Task objective:
Can you transcribe every entry word for word, skipping the images?

==== Data ====

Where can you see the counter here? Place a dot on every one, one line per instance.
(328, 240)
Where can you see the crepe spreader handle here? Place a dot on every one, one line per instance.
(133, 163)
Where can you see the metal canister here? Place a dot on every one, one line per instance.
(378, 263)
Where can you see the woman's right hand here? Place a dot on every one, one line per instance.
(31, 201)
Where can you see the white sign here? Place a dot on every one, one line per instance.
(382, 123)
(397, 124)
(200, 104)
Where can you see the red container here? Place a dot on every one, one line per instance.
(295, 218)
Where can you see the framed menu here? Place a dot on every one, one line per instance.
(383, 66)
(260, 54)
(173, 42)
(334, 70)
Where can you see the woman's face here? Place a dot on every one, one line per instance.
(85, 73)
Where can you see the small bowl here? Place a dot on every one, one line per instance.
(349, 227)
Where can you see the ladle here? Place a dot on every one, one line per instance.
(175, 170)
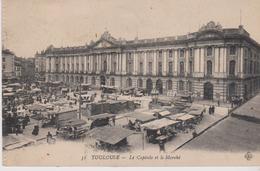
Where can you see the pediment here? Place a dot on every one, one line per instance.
(209, 35)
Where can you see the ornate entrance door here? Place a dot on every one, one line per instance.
(102, 80)
(208, 91)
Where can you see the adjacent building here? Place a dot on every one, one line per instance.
(40, 66)
(11, 66)
(214, 63)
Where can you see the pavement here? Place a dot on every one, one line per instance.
(230, 135)
(13, 141)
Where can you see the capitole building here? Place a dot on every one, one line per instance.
(213, 63)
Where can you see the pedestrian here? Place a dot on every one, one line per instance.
(35, 130)
(194, 134)
(17, 128)
(213, 109)
(114, 121)
(162, 146)
(49, 137)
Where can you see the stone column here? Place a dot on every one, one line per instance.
(175, 62)
(135, 62)
(155, 62)
(202, 62)
(123, 63)
(145, 64)
(164, 62)
(241, 59)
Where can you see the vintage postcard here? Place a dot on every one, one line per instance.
(130, 83)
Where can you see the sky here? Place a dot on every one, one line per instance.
(32, 25)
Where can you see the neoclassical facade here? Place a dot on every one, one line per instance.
(214, 63)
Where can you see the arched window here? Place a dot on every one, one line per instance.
(112, 82)
(114, 67)
(209, 51)
(129, 82)
(140, 83)
(105, 66)
(169, 85)
(232, 67)
(93, 81)
(68, 79)
(190, 67)
(57, 78)
(209, 67)
(181, 68)
(181, 53)
(181, 85)
(170, 67)
(81, 79)
(189, 86)
(232, 50)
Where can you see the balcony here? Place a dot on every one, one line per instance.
(232, 76)
(181, 75)
(208, 76)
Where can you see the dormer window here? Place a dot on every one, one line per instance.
(232, 50)
(170, 53)
(209, 51)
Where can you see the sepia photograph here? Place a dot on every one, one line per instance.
(130, 83)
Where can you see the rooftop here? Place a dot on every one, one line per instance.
(111, 42)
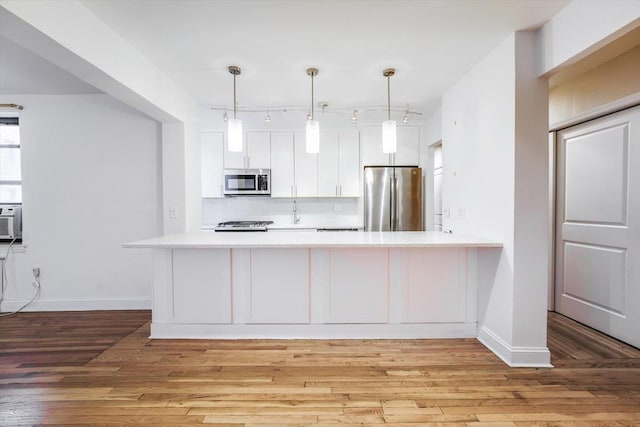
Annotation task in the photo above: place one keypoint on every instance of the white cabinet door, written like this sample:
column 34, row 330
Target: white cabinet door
column 306, row 168
column 282, row 164
column 279, row 289
column 408, row 146
column 232, row 159
column 201, row 286
column 371, row 142
column 349, row 163
column 258, row 150
column 256, row 153
column 329, row 164
column 211, row 163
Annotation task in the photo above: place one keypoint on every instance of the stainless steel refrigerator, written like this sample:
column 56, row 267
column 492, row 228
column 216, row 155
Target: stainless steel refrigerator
column 393, row 198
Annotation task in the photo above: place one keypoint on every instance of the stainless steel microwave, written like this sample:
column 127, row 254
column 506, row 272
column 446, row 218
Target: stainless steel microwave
column 247, row 182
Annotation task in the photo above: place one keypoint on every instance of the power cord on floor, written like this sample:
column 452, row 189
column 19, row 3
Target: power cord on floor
column 4, row 281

====

Expected answer:
Where can you see the counter here? Place a dot on every one, one line per instance.
(328, 240)
Where can you see the crepe spreader handle here? Place a dot on every one, one line per instance.
(133, 163)
Where can you see the metal canister here? Place a dot on every one, one line per instance.
(378, 263)
Where can you see the woman's right hand here? Place a dot on every one, one line per instance.
(31, 201)
Where can you see the white sign here? Place a dot on every one, one line per instance.
(382, 123)
(397, 124)
(200, 104)
Where can you see the red container here? Place a dot on every one, one line per instance.
(295, 218)
Where can you see the framed menu here? Place a dot on every one, one line per instance.
(383, 66)
(260, 54)
(173, 42)
(334, 70)
Where can you see the woman's face here? Place a dot on every one, one line per instance.
(85, 73)
Where can you see the small bowl here? Place a dot on every one, one line per instance.
(349, 227)
Where can you see the ladle here? Place a dot on every one, one line per instance.
(175, 170)
Where can you see the pediment here? Place a dot on every one, one line per instance.
(209, 35)
Where can you see the ornate entrance door here? Place a dot on every one, one line per instance.
(102, 80)
(208, 91)
Where can you see the adjacent building here? Place a dot on every one, one line per instance.
(40, 66)
(11, 66)
(214, 63)
Where can you see the pavement here? Place a dot on every one, one line per instance.
(230, 135)
(13, 141)
Where can you see the capitole building here? Place a dot on every one, one line per instance.
(213, 63)
Where can you see the pedestrian here? Place a dot on every one, one line per instance.
(35, 130)
(194, 134)
(17, 128)
(213, 109)
(114, 121)
(162, 146)
(49, 137)
Where can you see the stone column here? Place a dot on every one, one line per instance.
(175, 62)
(135, 62)
(155, 62)
(202, 62)
(123, 63)
(145, 64)
(164, 62)
(241, 59)
Where can you see the vintage postcard here? Place a dot on every one, one line per instance.
(130, 83)
Where can you see the sky here? Place a dot on every one, one line per instance.
(32, 25)
Where can you see the neoclassical facade here? Place a dot on every one, one line per instance.
(214, 63)
Where can you see the arched window here? Place a dot on every one, one line per instance.
(112, 82)
(114, 67)
(209, 51)
(129, 82)
(140, 83)
(105, 66)
(169, 85)
(232, 67)
(93, 81)
(68, 79)
(190, 67)
(57, 78)
(209, 67)
(181, 68)
(181, 53)
(181, 85)
(170, 67)
(81, 79)
(189, 86)
(232, 50)
Where can you see the balcony here? Place a dot on every one, one line per instance.
(232, 76)
(181, 75)
(208, 76)
Where can you see the dormer window here? Place a dot on every one, one line per instance.
(232, 50)
(170, 53)
(209, 51)
Where can you see the sepia photograph here? Place a dot on every one, one line per instance.
(130, 83)
Where can you see the rooftop here? Place a dot on every one, one line per instance.
(111, 42)
Annotation task in the photo above: place one keypoint on every instance of the white cabinet door, written like this sample:
column 34, row 330
Target: white cabinet door
column 306, row 168
column 282, row 164
column 279, row 289
column 408, row 146
column 232, row 159
column 201, row 286
column 371, row 142
column 349, row 163
column 258, row 150
column 256, row 153
column 329, row 164
column 211, row 163
Annotation task in the photo above: place one keypoint on every instance of the stainless steel refrigerator, written like this sample:
column 56, row 267
column 492, row 228
column 216, row 155
Target: stainless steel refrigerator
column 393, row 198
Annotation task in the photo above: place one keypoint on every instance of the stainless steel microwave, written like this sample:
column 127, row 254
column 506, row 272
column 446, row 218
Target: stainless steel microwave
column 247, row 182
Annotation task in the photo above: place one keypoint on every instance of the power cord on floor, written like this sample:
column 452, row 189
column 19, row 3
Target: power cord on floor
column 4, row 281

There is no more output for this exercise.